Task inputs below:

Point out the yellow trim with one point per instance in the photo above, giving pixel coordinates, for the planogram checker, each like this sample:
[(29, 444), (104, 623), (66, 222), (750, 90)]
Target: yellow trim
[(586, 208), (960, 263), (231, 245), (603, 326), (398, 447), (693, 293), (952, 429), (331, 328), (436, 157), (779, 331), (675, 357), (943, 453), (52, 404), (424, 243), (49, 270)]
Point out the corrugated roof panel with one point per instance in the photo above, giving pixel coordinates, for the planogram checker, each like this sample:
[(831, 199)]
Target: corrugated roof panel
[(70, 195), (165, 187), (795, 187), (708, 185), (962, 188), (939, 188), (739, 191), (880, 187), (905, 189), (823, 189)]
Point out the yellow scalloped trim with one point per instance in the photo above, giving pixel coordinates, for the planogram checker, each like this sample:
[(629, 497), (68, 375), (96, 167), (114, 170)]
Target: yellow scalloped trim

End of Task inputs.

- _The task_:
Give every entry in the listing above again, exactly as written.

- _Output for this task_:
Point out the yellow trim with one point per instance in the photo above, giving pixel coordinates, for the planogram checker, each like this sample:
[(29, 444), (104, 623), (66, 222), (750, 90)]
Target: yellow trim
[(586, 208), (960, 263), (231, 245), (603, 326), (398, 447), (693, 293), (952, 429), (331, 328), (436, 157), (779, 331), (675, 357), (943, 453), (52, 404), (424, 243), (49, 270)]
Point out the corrugated roof panel with one point per instance in the photo above, giving pixel coordinates, for the planogram checker, each like this sample:
[(831, 199)]
Target: corrugated roof panel
[(70, 195), (165, 187), (795, 187), (708, 185), (962, 188), (939, 188), (739, 191), (880, 187), (905, 189), (823, 189)]
Point out the yellow scalloped trim with one point per instance in the photo above, giving pixel coordinates, for the planogram checker, each like this sample:
[(629, 497), (68, 375), (96, 167), (114, 170)]
Target: yellow scalloped trim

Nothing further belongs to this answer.